*Given request 1*
List every line of the records that contains the string "coords". Case counts.

Linear or quasilinear time axis. Axis values are numbers of seconds elapsed
from time at index zero. A `TimeAxis` may be *datetime calibrated*, in which
case the date and time at each index is known.

a.name                     # 'Time'

a.length                   # signal length in sample frames

a.start_index
a.end_index

a.frame_rate               # signal frame rate, in hertz
a.frame_period             # signal frame period, in seconds

a.index_to_time_map
a.index_to_time(i)         # `i` in [0, length], scalar or array, int or float
a.time_to_index(t)         # `t` can be scalar or array. Result is float
                           # Maybe offer rounded int result as an option?
                           
a.start_time
a.end_time
      
a.get_span(i, j)           # `index_to_time[j] - index_to_time[i]`
a.span                     # `get_span(0, length - 1)`, or None if length zero
a.duration                 # `get_span(0, length)`, or zero if length zero

a.index_to_datetime_map
a.index_to_datetime(f)     # `f` can be scalar or array, int or float.
a.datetime_to_index(t)     # `t` can be scalar or array. Result is float.

*Provided material*
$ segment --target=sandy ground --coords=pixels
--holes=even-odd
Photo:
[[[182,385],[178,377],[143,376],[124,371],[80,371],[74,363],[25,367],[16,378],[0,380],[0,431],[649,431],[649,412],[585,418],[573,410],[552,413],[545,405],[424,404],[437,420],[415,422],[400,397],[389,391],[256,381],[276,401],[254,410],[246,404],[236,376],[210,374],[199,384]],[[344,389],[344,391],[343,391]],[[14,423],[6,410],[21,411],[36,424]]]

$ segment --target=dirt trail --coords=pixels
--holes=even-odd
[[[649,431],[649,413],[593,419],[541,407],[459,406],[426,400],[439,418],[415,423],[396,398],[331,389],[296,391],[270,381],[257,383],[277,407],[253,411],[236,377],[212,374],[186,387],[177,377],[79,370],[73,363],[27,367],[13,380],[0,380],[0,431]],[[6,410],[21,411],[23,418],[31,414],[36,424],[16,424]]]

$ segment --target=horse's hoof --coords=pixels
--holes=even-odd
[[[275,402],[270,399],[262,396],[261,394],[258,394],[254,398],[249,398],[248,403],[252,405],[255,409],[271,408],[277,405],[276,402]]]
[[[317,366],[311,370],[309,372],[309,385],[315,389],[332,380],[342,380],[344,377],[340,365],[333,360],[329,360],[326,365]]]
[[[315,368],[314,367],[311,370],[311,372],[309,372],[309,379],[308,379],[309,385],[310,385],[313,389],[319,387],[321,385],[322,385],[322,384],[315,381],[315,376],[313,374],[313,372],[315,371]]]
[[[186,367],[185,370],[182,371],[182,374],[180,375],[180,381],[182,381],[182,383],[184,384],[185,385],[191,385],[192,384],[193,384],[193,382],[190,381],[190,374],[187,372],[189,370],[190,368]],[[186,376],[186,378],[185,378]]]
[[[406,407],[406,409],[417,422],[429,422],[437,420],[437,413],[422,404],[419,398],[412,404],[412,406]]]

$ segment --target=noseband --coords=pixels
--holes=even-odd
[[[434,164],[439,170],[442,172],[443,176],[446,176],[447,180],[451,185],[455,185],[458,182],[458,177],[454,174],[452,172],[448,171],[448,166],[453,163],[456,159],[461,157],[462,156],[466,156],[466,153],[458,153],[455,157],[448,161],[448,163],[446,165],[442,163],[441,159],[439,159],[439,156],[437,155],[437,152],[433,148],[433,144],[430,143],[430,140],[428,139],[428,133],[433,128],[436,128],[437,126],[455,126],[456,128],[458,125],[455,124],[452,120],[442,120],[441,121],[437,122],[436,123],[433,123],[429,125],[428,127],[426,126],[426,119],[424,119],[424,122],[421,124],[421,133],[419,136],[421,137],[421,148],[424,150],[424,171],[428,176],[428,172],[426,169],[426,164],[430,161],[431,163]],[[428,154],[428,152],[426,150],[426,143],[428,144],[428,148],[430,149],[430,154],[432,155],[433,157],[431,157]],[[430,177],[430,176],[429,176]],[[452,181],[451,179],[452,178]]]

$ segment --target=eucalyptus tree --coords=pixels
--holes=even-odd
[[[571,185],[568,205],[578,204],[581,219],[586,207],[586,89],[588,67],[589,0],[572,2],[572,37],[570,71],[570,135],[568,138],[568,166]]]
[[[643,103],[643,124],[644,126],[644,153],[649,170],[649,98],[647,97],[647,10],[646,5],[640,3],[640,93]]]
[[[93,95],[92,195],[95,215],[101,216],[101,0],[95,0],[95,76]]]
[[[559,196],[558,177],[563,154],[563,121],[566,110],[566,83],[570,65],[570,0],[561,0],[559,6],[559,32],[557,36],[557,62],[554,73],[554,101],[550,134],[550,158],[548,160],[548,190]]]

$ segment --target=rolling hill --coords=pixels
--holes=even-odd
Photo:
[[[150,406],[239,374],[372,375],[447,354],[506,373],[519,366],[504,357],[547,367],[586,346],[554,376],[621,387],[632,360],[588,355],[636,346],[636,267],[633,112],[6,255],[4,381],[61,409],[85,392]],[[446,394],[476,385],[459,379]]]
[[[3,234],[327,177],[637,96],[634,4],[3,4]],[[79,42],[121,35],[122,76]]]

*Given request 2*
Reproduce the stretch of the time axis description from "a.index_to_time_map" through "as an option?", switching "array" to "vector".

*Task output 1*
$ segment --target=sandy ground --coords=pixels
$ segment --target=dirt trail --coords=pixels
$ segment --target=horse's hoof --coords=pixels
$ segment --target=noseband --coords=pixels
$ segment --target=eucalyptus tree --coords=pixels
$ segment --target=rolling hill --coords=pixels

*Task output 2*
a.index_to_time_map
a.index_to_time(i)         # `i` in [0, length], scalar or vector, int or float
a.time_to_index(t)         # `t` can be scalar or vector. Result is float
                           # Maybe offer rounded int result as an option?